### Entries shown
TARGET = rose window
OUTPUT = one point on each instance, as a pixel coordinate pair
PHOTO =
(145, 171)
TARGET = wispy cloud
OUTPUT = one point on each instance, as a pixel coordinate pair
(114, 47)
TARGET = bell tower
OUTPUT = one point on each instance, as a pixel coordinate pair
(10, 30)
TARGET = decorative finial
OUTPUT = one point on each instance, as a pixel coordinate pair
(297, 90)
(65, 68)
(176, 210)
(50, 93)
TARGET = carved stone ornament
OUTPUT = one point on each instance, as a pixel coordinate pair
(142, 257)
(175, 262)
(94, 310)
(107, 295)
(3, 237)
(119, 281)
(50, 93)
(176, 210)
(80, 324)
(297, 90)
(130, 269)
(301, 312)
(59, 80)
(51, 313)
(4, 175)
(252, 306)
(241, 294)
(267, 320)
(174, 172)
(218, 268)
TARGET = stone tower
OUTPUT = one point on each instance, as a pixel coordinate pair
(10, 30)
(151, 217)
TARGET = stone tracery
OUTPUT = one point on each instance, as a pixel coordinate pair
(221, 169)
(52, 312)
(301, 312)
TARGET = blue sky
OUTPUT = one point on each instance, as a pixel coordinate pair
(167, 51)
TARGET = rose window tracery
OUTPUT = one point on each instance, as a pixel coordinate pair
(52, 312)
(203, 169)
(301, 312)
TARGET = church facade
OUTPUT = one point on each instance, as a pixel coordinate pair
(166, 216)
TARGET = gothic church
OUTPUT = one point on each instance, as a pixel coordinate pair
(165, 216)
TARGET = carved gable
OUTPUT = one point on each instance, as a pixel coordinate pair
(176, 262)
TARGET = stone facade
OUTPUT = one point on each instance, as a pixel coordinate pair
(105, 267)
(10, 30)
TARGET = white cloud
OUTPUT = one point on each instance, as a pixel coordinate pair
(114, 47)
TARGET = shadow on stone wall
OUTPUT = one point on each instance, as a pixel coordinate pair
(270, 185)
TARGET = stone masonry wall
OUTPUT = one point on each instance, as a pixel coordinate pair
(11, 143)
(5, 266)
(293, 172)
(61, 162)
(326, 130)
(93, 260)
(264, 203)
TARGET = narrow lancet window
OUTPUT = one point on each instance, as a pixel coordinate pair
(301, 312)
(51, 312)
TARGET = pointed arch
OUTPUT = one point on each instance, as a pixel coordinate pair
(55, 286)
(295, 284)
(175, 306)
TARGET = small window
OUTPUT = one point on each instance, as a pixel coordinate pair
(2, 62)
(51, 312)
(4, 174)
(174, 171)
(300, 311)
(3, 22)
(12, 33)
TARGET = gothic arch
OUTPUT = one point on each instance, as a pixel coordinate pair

### The exercise
Could you write out all of the data above again, swapping each "one point on each instance" for "a single point per instance" and keeping everything else unchanged?

### Finished task
TARGET = rose window
OUTPUT = a single point per instance, as a pixel coordinate pair
PHOTO =
(145, 171)
TARGET = wispy cloud
OUTPUT = a single point per instance, as a pixel coordinate pair
(114, 47)
TARGET = bell tower
OUTPUT = a single point per instance, as a pixel coordinate pair
(10, 30)
TARGET = decorative finial
OUTPUT = a single point per instance, as a pixel coordinate pair
(297, 90)
(65, 68)
(176, 210)
(50, 93)
TARGET = carved stone ornament
OUTPUT = a single point per instance, as a pixel coordinate pair
(142, 257)
(175, 262)
(94, 310)
(107, 295)
(3, 237)
(119, 281)
(50, 93)
(176, 210)
(80, 324)
(297, 90)
(130, 269)
(301, 312)
(59, 80)
(51, 313)
(4, 175)
(252, 306)
(241, 294)
(267, 320)
(174, 172)
(218, 268)
TARGET = stone tower
OUTPUT = a single point per instance, as a pixel coordinate pair
(10, 30)
(151, 217)
TARGET = stone tracery
OUTPUT = a single point per instance, as a pixel coordinate pair
(221, 169)
(52, 312)
(301, 312)
TARGET = blue sky
OUTPUT = a single point per instance, as a pixel coordinate pair
(167, 51)
TARGET = rose window tracery
OUTPUT = a single point per instance, as a pixel coordinate pair
(52, 312)
(203, 169)
(301, 312)
TARGET = church facade
OUTPUT = a single point per instance, as a pixel coordinate pair
(166, 216)
TARGET = gothic church
OUTPUT = a single point per instance, as a pixel coordinate pair
(165, 216)
TARGET = carved gable
OUTPUT = a single point per instance, as a pixel coordinate pair
(176, 262)
TARGET = stone facade
OUTPUT = a single point per instance, as a pixel coordinate pair
(105, 267)
(10, 30)
TARGET = white cloud
OUTPUT = a single point per instance, as a pixel coordinate pair
(114, 47)
TARGET = shadow on stone wall
OUTPUT = a single point per instance, as a pixel coordinate pair
(270, 185)
TARGET = stone masonry wall
OUTPUT = a single point per instance, as a pixel coordinate pair
(11, 143)
(5, 266)
(293, 172)
(61, 162)
(326, 130)
(93, 260)
(264, 203)
TARGET = narrow lancet window
OUTPUT = a single point per instance, as a pixel coordinate pair
(301, 312)
(51, 312)
TARGET = pointed arch
OUTPUT = a single point per instance, as a pixel coordinate pair
(55, 286)
(295, 284)
(175, 306)
TARGET = small window
OUTPUT = a single point per instance, as a pixel coordinate pair
(2, 62)
(51, 312)
(4, 174)
(174, 171)
(300, 311)
(3, 22)
(12, 33)
TARGET = gothic arch
OUTPUT = a single point per instance, as a pixel coordinate pair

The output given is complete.